**Consigne 1:** Dans le texte sur la Palme de Ruben Östlund, recopie le passage entre « Sans filtre (Suède) » et « vacuité des protagonistes. », inclus, en remplaçant « film » par « long métrage ».

Sans filtre (Suède) de Ruben Östlund.
Le suédois Ruben Östlund gagne sa deuxième palme après "The Square". Sa satire pleine d'outrance, de mysantropie et de ricanement était bien positionnée pour cette Palme en raison de son aspect festif (jeu de massacre) et du miroir tendu aux festivaliers qui rend le film adapté au contexte, à défaut d'être un bon film. Les divers emprunts musicaux participent au même effet de cynisme, de moquerie, de surplomb démiurgique, au même regard arrogant posé sur les personnages, tous antipathiques, par l'emploi de musiques affligeantes sensées représenter la vacuité des protagonistes.
il est à noter que depuis 20 ans, les Palmes contiennent majoritairement des musiques savantes préexistantes ("Le Pianiste", "Elephant", "The Tree of Life", "Amour", "Sommeil d'Hiver"), des musiques de source ("La Vie d'Adèle"), ou sont dénuées totalement de musique ("Fahrenheit 9/11", "L'Enfant", "4 mois, 3 semaines, 2 jours", "Entre les murs", "Ruban Blanc", "Oncle Boomee", "Moi, Daniel Blake" - excepté son générique). Un regain avait eu lieu ces trois dernières années avec "Parasite" et "Titane", deux réussites musicales.

**Données à traiter:**
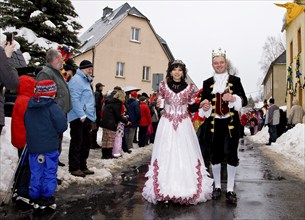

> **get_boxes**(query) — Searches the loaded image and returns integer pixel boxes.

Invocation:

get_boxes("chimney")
[103,6,112,18]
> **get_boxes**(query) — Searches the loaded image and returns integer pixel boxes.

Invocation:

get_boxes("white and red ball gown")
[142,81,213,205]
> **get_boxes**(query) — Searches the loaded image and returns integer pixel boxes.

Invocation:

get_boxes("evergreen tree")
[0,0,82,66]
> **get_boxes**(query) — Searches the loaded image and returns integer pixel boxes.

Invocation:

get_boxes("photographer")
[0,38,19,134]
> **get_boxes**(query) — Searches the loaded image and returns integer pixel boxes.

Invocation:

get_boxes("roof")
[262,50,286,85]
[79,3,174,60]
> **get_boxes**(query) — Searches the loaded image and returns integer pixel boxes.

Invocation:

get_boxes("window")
[115,62,124,77]
[142,66,150,80]
[298,28,302,53]
[131,28,140,41]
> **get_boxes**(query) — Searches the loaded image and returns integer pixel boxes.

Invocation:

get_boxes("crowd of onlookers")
[0,40,304,208]
[240,98,305,145]
[0,44,164,208]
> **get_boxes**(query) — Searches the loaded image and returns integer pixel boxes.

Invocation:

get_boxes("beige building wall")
[284,13,305,120]
[273,64,286,106]
[264,72,272,100]
[75,16,169,94]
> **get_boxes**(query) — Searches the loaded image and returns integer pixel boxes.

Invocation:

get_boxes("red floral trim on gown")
[153,159,202,205]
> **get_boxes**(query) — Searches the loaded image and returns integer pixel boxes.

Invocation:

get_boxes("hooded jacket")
[11,75,36,149]
[68,69,96,122]
[24,97,68,154]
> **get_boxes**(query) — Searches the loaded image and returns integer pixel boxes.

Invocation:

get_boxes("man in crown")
[199,49,248,204]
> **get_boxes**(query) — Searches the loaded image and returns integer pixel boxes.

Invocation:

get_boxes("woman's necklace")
[172,83,181,90]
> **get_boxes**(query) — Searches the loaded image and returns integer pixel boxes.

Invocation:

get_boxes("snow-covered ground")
[0,118,305,198]
[0,117,152,198]
[246,124,305,181]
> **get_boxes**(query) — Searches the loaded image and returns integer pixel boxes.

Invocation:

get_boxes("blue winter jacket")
[68,69,96,122]
[24,97,68,154]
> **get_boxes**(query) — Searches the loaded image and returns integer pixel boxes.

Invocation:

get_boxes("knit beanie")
[35,80,57,97]
[79,60,93,69]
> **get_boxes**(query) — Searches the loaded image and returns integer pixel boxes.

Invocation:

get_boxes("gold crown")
[172,60,185,65]
[212,48,226,58]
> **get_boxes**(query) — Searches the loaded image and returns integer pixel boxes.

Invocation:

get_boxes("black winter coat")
[101,98,128,131]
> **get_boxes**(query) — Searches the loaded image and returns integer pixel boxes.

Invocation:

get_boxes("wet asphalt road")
[0,138,305,220]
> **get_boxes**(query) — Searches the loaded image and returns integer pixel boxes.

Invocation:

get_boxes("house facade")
[73,3,197,94]
[285,1,305,119]
[262,51,286,106]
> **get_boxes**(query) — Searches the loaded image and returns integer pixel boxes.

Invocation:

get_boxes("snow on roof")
[79,3,146,52]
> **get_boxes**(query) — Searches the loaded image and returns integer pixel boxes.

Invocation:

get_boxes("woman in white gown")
[142,60,213,205]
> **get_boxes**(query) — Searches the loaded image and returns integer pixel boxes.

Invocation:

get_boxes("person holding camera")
[0,38,19,135]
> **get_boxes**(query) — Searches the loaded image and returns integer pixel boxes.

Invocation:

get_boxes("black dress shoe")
[58,161,66,167]
[226,191,237,204]
[212,188,221,200]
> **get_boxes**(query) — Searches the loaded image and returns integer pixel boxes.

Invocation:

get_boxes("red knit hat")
[130,91,138,99]
[35,80,57,97]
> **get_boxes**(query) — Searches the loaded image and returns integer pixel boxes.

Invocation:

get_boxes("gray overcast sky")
[72,0,287,97]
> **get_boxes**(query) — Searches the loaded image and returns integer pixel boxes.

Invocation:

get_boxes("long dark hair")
[166,60,187,83]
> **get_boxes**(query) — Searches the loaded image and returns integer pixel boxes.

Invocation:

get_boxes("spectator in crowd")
[24,80,68,209]
[101,90,128,159]
[11,75,36,157]
[11,75,36,204]
[288,99,305,128]
[261,99,269,125]
[64,64,76,82]
[265,98,280,145]
[139,96,152,147]
[91,83,105,149]
[36,49,72,166]
[126,91,141,151]
[0,38,19,135]
[68,60,96,177]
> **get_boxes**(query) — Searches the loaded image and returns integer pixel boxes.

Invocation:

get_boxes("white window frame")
[142,66,150,81]
[115,62,125,77]
[131,27,140,42]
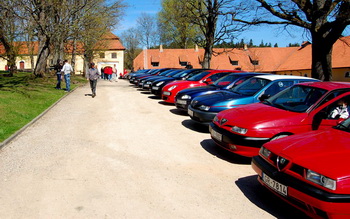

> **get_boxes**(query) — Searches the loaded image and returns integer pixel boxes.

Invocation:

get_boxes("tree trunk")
[311,33,334,81]
[34,36,50,77]
[71,39,77,74]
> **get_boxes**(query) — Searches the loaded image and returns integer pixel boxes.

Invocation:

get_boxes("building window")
[230,60,238,65]
[151,62,159,67]
[252,60,259,65]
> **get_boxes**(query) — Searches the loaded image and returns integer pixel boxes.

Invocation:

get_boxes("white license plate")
[210,129,222,141]
[262,173,288,196]
[176,100,187,105]
[187,109,194,117]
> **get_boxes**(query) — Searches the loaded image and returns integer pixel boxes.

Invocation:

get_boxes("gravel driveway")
[0,80,304,218]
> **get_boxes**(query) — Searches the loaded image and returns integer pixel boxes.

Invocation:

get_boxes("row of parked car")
[127,69,350,218]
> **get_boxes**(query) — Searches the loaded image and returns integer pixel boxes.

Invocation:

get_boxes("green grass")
[0,72,86,142]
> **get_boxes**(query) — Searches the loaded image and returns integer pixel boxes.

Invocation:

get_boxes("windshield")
[232,77,271,96]
[173,70,194,78]
[214,74,242,87]
[334,119,350,132]
[186,71,210,81]
[264,85,327,112]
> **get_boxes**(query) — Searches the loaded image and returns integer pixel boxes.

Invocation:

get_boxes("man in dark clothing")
[86,62,100,98]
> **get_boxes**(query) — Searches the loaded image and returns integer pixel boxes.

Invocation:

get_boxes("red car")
[162,70,242,103]
[209,82,350,157]
[252,119,350,218]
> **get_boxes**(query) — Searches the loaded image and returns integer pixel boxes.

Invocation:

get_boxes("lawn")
[0,72,86,142]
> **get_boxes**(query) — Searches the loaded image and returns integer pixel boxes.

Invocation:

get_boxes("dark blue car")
[187,74,318,125]
[151,69,208,96]
[175,72,264,111]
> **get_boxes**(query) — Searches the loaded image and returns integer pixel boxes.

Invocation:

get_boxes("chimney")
[243,44,248,51]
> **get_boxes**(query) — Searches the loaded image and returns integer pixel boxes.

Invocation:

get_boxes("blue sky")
[114,0,350,47]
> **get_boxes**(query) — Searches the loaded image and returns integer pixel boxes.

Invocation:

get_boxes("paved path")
[0,81,308,219]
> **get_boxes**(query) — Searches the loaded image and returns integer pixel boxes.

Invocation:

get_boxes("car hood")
[218,103,306,129]
[178,86,220,95]
[265,128,350,179]
[193,90,247,106]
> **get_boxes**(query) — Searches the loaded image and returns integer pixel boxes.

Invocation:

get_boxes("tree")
[137,13,159,49]
[179,0,244,68]
[121,28,142,70]
[0,0,22,76]
[234,0,350,81]
[158,0,199,49]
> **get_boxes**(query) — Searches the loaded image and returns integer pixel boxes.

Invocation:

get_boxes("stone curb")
[0,85,80,150]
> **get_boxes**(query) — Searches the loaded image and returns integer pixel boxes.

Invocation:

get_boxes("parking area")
[0,80,305,218]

**Consigne 2:** Mets en tableau Markdown les lignes des enregistrements comprises entre leur début et la ligne qui contient « [0,44,164,208] », incluse, sans les lignes vides ni les images. Utilise deux colonnes : « N° » pour le numéro de ligne et « Ligne » pour son texte.

**Réponse 1:**
Sans filtre (Suède) de Ruben Östlund.
Le suédois Ruben Östlund gagne sa deuxième palme après "The Square". Sa satire pleine d'outrance, de mysantropie et de ricanement était bien positionnée pour cette Palme en raison de son aspect festif (jeu de massacre) et du miroir tendu aux festivaliers qui rend le long métrage adapté au contexte, à défaut d'être un bon long métrage. Les divers emprunts musicaux participent au même effet de cynisme, de moquerie, de surplomb démiurgique, au même regard arrogant posé sur les personnages, tous antipathiques, par l'emploi de musiques affligeantes sensées représenter la vacuité des protagonistes.

**Réponse 2:**
| N° | Ligne |
|---|---|
| 1 | > **get_boxes**(query) — Searches the loaded image and returns integer pixel boxes. |
| 2 | Invocation: |
| 3 | get_boxes("chimney") |
| 4 | [103,6,112,18] |
| 5 | > **get_boxes**(query) — Searches the loaded image and returns integer pixel boxes. |
| 6 | Invocation: |
| 7 | get_boxes("white and red ball gown") |
| 8 | [142,81,213,205] |
| 9 | > **get_boxes**(query) — Searches the loaded image and returns integer pixel boxes. |
| 10 | Invocation: |
| 11 | get_boxes("evergreen tree") |
| 12 | [0,0,82,66] |
| 13 | > **get_boxes**(query) — Searches the loaded image and returns integer pixel boxes. |
| 14 | Invocation: |
| 15 | get_boxes("photographer") |
| 16 | [0,38,19,134] |
| 17 | > **get_boxes**(query) — Searches the loaded image and returns integer pixel boxes. |
| 18 | Invocation: |
| 19 | get_boxes("roof") |
| 20 | [262,50,286,85] |
| 21 | [79,3,174,60] |
| 22 | > **get_boxes**(query) — Searches the loaded image and returns integer pixel boxes. |
| 23 | Invocation: |
| 24 | get_boxes("window") |
| 25 | [115,62,124,77] |
| 26 | [142,66,150,80] |
| 27 | [298,28,302,53] |
| 28 | [131,28,140,41] |
| 29 | > **get_boxes**(query) — Searches the loaded image and returns integer pixel boxes. |
| 30 | Invocation: |
| 31 | get_boxes("crowd of onlookers") |
| 32 | [0,40,304,208] |
| 33 | [240,98,305,145] |
| 34 | [0,44,164,208] |